→ **Required action**
Repeat the lines of material between the line holding "Produce the target's" and the line holding "box: [201, 81, 208, 109]", inclusive.

(Saved data entries)
*** Begin section ***

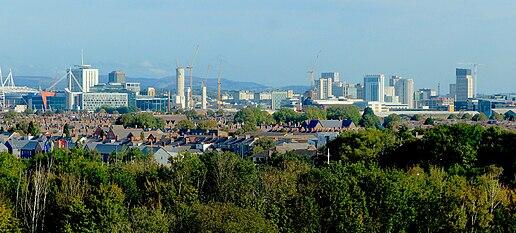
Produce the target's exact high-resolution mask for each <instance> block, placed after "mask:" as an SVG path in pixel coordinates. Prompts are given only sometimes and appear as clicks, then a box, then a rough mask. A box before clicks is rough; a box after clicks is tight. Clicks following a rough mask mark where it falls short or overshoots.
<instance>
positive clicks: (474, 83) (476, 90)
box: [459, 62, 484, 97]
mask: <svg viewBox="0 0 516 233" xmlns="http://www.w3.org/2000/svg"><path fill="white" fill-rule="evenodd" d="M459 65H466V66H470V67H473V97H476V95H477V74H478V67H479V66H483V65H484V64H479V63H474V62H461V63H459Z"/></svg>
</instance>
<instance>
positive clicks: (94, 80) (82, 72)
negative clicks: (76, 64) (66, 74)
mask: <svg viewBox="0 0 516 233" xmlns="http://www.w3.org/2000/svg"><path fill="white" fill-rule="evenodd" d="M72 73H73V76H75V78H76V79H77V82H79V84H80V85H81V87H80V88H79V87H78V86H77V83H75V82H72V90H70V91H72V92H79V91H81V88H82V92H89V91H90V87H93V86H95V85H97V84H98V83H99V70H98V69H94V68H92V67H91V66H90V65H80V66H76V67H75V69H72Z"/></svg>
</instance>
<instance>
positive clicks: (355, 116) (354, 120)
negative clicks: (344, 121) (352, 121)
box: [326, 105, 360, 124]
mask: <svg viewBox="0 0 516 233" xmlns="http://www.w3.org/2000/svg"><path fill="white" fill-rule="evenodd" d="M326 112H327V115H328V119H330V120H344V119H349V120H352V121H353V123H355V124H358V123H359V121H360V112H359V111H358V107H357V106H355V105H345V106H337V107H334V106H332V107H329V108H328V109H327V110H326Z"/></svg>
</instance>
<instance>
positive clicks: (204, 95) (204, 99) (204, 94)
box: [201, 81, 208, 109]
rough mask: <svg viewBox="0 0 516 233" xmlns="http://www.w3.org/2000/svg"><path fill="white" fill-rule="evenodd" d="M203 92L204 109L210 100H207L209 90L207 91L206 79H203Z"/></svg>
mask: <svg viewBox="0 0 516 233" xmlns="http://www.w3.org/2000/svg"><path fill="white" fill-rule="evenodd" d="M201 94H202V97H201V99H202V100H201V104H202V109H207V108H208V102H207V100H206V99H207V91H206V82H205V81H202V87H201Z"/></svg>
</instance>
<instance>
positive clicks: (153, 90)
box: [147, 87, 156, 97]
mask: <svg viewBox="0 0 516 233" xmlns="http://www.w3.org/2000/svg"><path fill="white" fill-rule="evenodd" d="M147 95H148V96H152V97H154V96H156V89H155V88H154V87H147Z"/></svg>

*** End section ***
*** Begin section ***

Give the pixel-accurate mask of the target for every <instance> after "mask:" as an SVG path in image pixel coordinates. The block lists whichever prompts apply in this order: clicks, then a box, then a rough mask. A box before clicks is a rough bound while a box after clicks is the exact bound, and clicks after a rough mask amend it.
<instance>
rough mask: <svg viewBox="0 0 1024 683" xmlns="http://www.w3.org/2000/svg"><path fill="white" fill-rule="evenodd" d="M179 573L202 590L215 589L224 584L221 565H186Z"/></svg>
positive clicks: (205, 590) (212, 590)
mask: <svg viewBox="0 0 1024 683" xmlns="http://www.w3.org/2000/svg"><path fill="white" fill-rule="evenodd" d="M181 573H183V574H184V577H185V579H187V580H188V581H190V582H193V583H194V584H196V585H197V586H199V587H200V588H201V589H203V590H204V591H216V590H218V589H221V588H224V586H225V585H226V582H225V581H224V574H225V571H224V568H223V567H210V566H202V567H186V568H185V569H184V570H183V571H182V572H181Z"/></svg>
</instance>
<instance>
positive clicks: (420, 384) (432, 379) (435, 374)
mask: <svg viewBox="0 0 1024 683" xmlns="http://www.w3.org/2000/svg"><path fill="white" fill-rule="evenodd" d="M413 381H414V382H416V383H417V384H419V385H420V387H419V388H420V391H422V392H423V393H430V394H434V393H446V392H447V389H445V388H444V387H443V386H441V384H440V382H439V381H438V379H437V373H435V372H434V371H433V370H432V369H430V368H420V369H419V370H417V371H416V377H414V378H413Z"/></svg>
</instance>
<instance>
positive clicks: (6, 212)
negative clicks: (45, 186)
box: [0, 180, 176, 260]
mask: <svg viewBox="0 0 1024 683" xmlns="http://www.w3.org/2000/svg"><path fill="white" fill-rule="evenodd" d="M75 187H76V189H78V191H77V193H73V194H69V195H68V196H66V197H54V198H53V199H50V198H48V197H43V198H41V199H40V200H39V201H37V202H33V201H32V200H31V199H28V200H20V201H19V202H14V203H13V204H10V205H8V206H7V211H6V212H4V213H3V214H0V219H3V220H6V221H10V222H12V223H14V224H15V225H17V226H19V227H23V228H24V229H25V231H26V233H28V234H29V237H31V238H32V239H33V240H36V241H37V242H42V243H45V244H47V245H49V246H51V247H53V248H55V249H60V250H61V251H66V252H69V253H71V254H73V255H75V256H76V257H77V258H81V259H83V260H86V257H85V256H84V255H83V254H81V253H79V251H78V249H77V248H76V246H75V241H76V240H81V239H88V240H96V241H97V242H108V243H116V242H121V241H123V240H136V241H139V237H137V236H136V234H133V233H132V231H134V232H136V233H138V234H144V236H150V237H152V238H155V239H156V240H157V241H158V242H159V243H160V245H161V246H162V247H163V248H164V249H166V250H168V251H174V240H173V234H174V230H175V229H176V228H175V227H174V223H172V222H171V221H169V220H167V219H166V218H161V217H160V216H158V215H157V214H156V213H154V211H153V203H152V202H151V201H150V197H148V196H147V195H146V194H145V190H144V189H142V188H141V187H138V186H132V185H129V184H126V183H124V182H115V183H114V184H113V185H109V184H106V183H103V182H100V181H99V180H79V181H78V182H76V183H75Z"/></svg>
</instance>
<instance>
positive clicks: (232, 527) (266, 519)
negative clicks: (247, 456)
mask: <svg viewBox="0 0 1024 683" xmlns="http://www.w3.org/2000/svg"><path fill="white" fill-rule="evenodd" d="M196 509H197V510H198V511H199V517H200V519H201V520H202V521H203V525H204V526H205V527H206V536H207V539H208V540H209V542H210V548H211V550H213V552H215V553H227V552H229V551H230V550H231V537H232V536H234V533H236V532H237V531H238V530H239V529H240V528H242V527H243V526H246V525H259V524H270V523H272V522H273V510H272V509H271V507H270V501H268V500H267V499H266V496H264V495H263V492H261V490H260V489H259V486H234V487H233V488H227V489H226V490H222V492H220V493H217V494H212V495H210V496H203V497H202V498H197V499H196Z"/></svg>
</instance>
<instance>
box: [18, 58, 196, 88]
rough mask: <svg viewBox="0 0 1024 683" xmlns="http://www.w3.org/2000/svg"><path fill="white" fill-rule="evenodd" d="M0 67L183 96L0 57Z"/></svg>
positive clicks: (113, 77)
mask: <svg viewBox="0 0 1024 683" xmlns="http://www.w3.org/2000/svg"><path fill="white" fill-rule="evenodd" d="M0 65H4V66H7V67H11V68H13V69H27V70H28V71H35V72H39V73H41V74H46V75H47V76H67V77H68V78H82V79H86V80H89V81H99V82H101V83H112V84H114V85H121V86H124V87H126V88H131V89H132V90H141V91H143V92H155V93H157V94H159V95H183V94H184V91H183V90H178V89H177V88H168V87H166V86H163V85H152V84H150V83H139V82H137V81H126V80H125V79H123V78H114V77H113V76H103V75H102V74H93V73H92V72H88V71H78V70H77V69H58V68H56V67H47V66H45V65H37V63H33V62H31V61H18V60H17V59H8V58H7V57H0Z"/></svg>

*** End section ***

→ **Answer section**
Produce the target's exact high-resolution mask for each <instance> block, placed after "mask:" as an SVG path in pixel coordinates. Prompts are given only sometimes and appear as clicks, then a box, then a rough mask. A box before clicks is rough; a box after clicks is tight. Clicks following a rough mask mark where it falls short or overshoots.
<instance>
positive clicks: (474, 83) (476, 90)
box: [459, 62, 484, 97]
mask: <svg viewBox="0 0 516 233" xmlns="http://www.w3.org/2000/svg"><path fill="white" fill-rule="evenodd" d="M459 65H466V66H470V67H473V97H476V95H477V74H478V67H479V66H483V65H484V64H479V63H474V62H461V63H459Z"/></svg>
</instance>
<instance>
positive clicks: (94, 80) (82, 72)
negative clicks: (76, 64) (66, 74)
mask: <svg viewBox="0 0 516 233" xmlns="http://www.w3.org/2000/svg"><path fill="white" fill-rule="evenodd" d="M72 73H73V76H75V78H76V79H77V82H79V84H80V85H81V87H80V88H79V87H78V86H77V83H75V82H72V90H70V91H72V92H79V91H81V88H82V92H89V91H90V87H93V86H95V85H97V84H98V83H99V70H98V69H94V68H92V67H91V66H90V65H80V66H76V67H75V69H72Z"/></svg>
</instance>
<instance>
positive clicks: (355, 116) (354, 120)
negative clicks: (344, 121) (352, 121)
box: [326, 105, 360, 124]
mask: <svg viewBox="0 0 516 233" xmlns="http://www.w3.org/2000/svg"><path fill="white" fill-rule="evenodd" d="M326 112H327V115H328V119H330V120H344V119H349V120H352V121H353V123H355V124H358V123H359V121H360V112H359V111H358V107H357V106H355V105H345V106H337V107H334V106H332V107H329V108H328V109H327V110H326Z"/></svg>
</instance>
<instance>
positive clicks: (204, 95) (204, 99) (204, 94)
box: [201, 81, 208, 109]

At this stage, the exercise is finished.